How EConnect Helps Employers Reach Growth-Minded Candidates
Competing for talent means finding ways to reach candidates who want more than immediate income. One challenge restaurants face is sorting through applications to identify candidates who are genuinely interested in building skills and advancing within the industry.
EConnect, offered through Auguste Escoffier Global Solutions, is a niche job board designed to address that challenge by connecting employers with candidates motivated by skill-building and long-term career growth. The platform focuses on matching job seekers with employers who invest in training and professional development.
General job boards often generate high applicant volume, but many candidates may not be aligned with a specific role or employer. Some recruiting experts note that niche job boards—those that focus on particular industries or career priorities—can help employers connect with more relevant candidates. These platforms attract job seekers who have already self-selected based on factors such as industry focus, career stage, or commitment to professional development.
EConnect also includes a resume builder that formats candidates’ experience into a standardized document, helping employers review qualifications more consistently across applicants.

■ Stated task 1
Name the factors that the EConnect text gives as bases on which job seekers self-select for niche job boards.
The EConnect text and the listing that follows it are unrelated to each other.

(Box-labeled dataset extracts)
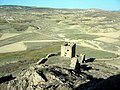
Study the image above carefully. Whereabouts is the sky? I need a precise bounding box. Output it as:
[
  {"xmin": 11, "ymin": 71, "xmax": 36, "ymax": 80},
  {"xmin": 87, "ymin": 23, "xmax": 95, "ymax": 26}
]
[{"xmin": 0, "ymin": 0, "xmax": 120, "ymax": 10}]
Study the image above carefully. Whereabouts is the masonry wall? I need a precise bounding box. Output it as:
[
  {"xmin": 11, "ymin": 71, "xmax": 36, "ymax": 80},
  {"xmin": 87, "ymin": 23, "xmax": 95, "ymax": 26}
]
[{"xmin": 61, "ymin": 45, "xmax": 76, "ymax": 58}]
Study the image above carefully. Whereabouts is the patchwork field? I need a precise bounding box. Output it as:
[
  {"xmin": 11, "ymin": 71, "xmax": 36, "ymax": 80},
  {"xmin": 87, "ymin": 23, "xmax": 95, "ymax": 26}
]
[{"xmin": 0, "ymin": 6, "xmax": 120, "ymax": 89}]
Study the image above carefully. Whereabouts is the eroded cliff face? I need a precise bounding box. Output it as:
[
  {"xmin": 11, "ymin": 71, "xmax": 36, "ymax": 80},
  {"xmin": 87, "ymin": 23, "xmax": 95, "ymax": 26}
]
[{"xmin": 7, "ymin": 65, "xmax": 92, "ymax": 90}]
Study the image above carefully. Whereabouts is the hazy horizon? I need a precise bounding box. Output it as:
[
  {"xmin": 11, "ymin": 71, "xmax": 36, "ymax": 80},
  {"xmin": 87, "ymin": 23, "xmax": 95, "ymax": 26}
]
[{"xmin": 0, "ymin": 0, "xmax": 120, "ymax": 10}]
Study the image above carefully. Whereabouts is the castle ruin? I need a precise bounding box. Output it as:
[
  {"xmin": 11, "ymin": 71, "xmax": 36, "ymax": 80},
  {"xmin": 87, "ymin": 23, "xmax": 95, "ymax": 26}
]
[{"xmin": 61, "ymin": 42, "xmax": 76, "ymax": 58}]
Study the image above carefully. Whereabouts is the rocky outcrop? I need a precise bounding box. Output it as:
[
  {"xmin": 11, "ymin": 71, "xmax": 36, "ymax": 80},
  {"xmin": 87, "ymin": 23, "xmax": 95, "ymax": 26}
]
[{"xmin": 7, "ymin": 64, "xmax": 90, "ymax": 90}]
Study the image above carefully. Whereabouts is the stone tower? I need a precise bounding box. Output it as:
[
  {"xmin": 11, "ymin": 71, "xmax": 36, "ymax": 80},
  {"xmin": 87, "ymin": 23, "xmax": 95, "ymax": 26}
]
[{"xmin": 61, "ymin": 42, "xmax": 76, "ymax": 58}]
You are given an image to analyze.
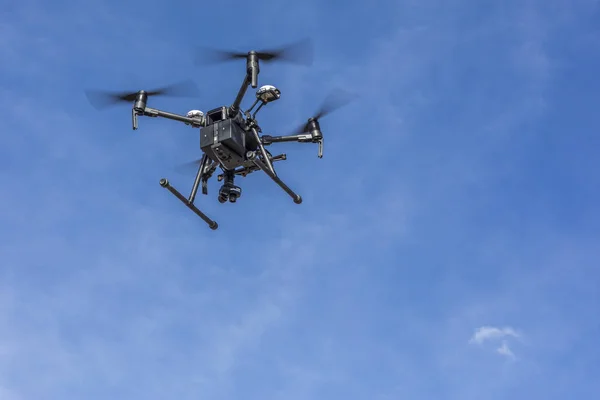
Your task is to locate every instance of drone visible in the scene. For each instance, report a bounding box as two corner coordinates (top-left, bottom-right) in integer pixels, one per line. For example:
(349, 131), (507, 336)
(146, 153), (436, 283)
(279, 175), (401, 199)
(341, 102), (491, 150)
(87, 40), (349, 230)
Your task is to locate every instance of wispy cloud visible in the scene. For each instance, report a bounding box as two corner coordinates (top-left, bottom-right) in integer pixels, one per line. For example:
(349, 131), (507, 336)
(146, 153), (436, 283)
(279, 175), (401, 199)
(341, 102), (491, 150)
(0, 0), (600, 400)
(469, 326), (520, 344)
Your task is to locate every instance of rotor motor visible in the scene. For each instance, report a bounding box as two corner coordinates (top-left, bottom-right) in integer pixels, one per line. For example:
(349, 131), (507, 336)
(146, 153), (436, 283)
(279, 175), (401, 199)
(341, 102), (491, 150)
(133, 90), (148, 113)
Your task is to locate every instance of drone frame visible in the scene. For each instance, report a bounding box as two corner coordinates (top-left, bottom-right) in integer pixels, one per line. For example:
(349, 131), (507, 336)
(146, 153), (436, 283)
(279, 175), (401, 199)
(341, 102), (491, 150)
(127, 51), (323, 230)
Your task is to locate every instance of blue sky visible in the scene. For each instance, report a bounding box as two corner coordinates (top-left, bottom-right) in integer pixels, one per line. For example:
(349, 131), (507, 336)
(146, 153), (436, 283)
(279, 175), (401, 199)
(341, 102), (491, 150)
(0, 0), (600, 400)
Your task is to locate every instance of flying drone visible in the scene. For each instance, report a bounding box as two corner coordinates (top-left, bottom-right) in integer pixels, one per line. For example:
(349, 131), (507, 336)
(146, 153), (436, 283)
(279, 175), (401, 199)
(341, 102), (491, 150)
(87, 40), (349, 230)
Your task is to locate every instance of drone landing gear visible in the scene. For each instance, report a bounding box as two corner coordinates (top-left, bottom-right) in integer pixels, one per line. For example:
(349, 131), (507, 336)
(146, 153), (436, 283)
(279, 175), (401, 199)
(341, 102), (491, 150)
(219, 171), (242, 203)
(160, 157), (219, 231)
(246, 151), (302, 204)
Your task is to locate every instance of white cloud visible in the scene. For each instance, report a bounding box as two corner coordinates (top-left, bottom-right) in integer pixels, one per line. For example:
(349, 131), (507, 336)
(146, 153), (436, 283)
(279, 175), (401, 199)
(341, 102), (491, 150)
(469, 326), (520, 344)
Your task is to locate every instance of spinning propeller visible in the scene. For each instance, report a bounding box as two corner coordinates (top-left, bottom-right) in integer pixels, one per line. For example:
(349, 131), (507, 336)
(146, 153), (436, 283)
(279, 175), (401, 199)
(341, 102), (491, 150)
(196, 39), (313, 65)
(85, 80), (198, 109)
(291, 89), (354, 135)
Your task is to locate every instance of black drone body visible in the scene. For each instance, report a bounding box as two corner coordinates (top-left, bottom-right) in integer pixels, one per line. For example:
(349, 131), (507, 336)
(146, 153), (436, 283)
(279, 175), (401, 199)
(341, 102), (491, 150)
(88, 42), (345, 230)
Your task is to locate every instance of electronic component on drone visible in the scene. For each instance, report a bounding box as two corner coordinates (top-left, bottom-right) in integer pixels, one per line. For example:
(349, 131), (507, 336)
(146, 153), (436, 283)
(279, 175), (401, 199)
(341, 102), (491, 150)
(87, 41), (349, 229)
(256, 85), (281, 103)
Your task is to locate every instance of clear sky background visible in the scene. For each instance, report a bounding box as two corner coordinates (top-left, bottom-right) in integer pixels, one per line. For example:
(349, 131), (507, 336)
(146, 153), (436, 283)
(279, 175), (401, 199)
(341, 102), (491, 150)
(0, 0), (600, 400)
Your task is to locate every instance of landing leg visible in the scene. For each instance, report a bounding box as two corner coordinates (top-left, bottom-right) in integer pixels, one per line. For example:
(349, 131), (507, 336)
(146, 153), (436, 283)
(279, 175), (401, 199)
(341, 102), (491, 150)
(160, 178), (219, 231)
(246, 151), (302, 204)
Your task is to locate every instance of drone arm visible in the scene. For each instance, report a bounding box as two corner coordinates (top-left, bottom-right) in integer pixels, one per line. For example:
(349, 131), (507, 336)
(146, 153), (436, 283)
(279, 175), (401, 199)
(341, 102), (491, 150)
(142, 107), (204, 128)
(261, 133), (323, 158)
(261, 133), (313, 145)
(229, 52), (260, 117)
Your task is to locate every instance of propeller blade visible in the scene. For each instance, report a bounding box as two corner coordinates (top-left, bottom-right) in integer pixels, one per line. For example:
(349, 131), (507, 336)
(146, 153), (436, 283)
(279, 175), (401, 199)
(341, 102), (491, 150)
(291, 89), (356, 135)
(196, 38), (313, 66)
(85, 80), (199, 109)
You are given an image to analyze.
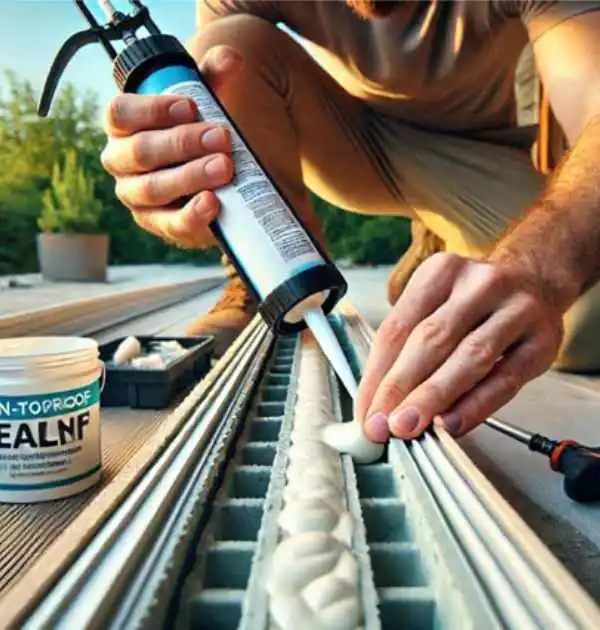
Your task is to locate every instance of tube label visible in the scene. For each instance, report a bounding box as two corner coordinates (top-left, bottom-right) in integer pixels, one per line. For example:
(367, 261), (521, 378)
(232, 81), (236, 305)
(0, 381), (100, 491)
(165, 81), (325, 298)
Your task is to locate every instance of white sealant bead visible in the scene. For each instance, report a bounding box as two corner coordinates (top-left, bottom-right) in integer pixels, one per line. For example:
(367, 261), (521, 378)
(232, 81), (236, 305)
(113, 337), (142, 365)
(267, 336), (362, 630)
(290, 420), (332, 446)
(285, 460), (344, 495)
(319, 420), (384, 464)
(288, 442), (340, 466)
(277, 499), (353, 546)
(267, 532), (346, 594)
(283, 474), (344, 509)
(302, 575), (361, 630)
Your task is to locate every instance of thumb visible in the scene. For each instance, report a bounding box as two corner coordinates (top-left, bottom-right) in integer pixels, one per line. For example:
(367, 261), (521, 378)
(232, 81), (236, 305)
(198, 46), (242, 96)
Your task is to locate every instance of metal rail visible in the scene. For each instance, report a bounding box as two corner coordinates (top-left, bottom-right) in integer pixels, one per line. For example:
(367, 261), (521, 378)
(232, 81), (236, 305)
(0, 304), (600, 630)
(344, 304), (600, 630)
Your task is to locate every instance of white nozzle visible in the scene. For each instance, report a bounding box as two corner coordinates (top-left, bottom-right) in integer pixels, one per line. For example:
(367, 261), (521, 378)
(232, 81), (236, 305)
(304, 308), (358, 400)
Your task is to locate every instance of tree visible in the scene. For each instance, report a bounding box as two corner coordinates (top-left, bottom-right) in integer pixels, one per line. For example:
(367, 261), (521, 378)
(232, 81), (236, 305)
(313, 195), (410, 265)
(38, 149), (102, 234)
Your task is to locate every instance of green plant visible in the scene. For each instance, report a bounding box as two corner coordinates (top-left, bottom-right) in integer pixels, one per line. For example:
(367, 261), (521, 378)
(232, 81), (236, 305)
(38, 149), (102, 234)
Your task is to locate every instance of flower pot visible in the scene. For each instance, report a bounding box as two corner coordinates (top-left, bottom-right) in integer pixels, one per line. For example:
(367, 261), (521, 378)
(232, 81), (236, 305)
(37, 233), (109, 282)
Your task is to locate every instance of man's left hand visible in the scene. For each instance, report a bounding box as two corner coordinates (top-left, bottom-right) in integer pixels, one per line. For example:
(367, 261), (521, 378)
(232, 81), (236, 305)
(356, 253), (562, 442)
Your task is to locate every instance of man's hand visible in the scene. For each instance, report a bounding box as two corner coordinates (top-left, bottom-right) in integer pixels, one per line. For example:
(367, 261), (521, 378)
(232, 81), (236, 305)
(356, 254), (562, 442)
(101, 47), (241, 247)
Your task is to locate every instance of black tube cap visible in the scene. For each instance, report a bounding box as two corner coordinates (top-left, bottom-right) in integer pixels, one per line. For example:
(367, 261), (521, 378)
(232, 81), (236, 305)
(258, 263), (348, 334)
(113, 35), (197, 92)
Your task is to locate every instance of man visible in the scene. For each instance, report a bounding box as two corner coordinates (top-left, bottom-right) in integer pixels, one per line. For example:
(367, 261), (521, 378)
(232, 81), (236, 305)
(103, 0), (600, 441)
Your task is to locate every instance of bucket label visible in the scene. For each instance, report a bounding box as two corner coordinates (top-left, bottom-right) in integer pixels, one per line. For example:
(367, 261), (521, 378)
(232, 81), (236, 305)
(0, 380), (100, 490)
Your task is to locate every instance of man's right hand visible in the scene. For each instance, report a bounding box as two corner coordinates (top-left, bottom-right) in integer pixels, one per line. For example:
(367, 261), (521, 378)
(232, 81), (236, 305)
(101, 47), (241, 248)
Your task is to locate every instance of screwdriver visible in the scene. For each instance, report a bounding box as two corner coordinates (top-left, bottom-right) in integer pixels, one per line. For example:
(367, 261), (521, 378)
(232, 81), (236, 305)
(485, 418), (600, 503)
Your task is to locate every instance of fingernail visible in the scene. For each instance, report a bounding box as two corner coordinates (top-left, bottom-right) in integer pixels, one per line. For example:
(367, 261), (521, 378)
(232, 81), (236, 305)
(365, 411), (390, 443)
(202, 128), (227, 151)
(169, 101), (194, 124)
(204, 155), (226, 178)
(215, 50), (235, 72)
(390, 407), (421, 436)
(442, 411), (461, 435)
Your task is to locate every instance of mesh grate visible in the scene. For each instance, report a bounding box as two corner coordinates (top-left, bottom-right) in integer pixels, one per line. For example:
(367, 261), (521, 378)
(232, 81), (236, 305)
(356, 464), (439, 630)
(177, 326), (482, 630)
(179, 338), (297, 630)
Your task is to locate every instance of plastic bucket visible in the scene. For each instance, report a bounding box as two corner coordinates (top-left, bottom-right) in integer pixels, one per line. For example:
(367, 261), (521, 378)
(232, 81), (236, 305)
(0, 337), (103, 503)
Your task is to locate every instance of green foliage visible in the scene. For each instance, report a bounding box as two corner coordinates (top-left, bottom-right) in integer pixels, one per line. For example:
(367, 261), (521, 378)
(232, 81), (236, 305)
(38, 149), (102, 234)
(313, 195), (410, 265)
(0, 180), (39, 275)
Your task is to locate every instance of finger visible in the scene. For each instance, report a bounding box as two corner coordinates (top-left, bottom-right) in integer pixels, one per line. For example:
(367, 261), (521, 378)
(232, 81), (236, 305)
(355, 254), (464, 441)
(116, 154), (233, 210)
(104, 94), (198, 137)
(100, 122), (230, 177)
(389, 302), (530, 439)
(199, 46), (243, 95)
(132, 191), (219, 248)
(441, 330), (556, 437)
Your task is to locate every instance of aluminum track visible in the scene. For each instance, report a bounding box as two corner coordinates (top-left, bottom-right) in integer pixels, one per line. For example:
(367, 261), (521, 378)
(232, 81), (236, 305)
(0, 305), (600, 630)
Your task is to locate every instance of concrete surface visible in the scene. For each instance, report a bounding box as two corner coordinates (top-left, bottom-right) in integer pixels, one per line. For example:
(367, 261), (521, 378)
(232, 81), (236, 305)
(0, 265), (225, 317)
(344, 268), (600, 604)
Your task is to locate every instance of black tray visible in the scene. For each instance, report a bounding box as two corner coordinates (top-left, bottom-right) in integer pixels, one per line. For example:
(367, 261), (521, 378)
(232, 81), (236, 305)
(99, 335), (214, 409)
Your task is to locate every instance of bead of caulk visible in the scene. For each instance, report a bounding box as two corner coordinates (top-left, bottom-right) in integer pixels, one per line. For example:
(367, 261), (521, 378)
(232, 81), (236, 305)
(319, 420), (384, 464)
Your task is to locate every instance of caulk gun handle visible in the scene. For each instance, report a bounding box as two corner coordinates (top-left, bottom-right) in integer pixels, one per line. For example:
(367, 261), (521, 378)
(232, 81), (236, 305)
(550, 440), (600, 503)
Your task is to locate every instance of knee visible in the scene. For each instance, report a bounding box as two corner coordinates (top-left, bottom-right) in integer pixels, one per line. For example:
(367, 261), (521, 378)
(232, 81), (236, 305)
(552, 284), (600, 373)
(188, 14), (291, 65)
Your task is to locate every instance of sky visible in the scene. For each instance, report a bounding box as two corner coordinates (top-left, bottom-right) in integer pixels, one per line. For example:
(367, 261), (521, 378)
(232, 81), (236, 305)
(0, 0), (202, 116)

■ Stated task 2
Please gather every line of the listing that contains the word "bead".

■ Exercise result 1
Industry focus, career stage, and commitment to professional development.

■ Exercise result 2
Your task is to locate every instance of white sealant bead visible in the scene. For each instance, report a bounding box as two corner coordinates (top-left, bottom-right) in integer pixels, one per line. For example:
Your task is to locate every instance of bead of caulk visible in the scene. For each instance, report a bounding box as two corner coordinates (top-left, bottom-right) in integer pixels, one per line. For example:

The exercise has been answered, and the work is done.